===== GIVEN RECORDS =====

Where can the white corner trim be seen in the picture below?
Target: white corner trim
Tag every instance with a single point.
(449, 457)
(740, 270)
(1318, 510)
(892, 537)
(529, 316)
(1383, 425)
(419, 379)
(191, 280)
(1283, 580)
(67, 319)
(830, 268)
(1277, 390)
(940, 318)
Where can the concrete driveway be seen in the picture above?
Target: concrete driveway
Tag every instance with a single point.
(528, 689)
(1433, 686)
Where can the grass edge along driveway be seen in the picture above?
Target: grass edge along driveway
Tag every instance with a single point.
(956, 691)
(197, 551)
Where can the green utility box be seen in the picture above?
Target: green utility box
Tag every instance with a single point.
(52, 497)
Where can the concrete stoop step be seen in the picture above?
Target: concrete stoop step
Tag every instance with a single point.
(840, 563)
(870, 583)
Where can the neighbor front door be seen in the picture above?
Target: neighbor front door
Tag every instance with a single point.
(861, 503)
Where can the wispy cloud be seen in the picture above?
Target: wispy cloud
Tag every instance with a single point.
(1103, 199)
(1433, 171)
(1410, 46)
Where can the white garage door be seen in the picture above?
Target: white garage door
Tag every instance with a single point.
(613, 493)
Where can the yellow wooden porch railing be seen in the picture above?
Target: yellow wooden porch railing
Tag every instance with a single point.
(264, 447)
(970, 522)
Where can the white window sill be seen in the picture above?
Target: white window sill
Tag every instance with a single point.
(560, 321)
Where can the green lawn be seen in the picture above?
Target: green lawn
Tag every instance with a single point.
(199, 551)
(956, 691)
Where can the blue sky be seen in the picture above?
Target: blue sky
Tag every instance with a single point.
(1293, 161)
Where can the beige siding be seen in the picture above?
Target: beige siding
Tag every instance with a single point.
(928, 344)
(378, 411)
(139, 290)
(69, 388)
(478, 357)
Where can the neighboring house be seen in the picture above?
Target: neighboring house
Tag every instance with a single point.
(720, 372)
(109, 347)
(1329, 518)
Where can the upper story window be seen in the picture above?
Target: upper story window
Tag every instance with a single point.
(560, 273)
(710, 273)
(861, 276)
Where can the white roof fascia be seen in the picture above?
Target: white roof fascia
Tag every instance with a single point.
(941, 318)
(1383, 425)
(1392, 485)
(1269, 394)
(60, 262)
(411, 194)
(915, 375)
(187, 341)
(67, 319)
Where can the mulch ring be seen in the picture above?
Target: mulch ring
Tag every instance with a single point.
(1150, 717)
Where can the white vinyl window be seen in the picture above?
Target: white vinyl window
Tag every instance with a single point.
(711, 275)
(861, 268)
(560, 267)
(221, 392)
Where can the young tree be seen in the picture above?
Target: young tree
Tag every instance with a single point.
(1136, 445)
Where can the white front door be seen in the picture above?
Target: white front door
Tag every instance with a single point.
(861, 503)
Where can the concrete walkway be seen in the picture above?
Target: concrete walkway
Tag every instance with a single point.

=====

-- WHAT IS NEEDED --
Rewrite the items from the line containing "Where can the mulch" through the line containing "(1150, 717)", changing "mulch ring" to "mulch bed" and leaving everything else as it is.

-- EXPECTED OUTPUT --
Where can the mulch bed be seen in the picture above?
Target: mulch bed
Tag every instance with a single point.
(1150, 717)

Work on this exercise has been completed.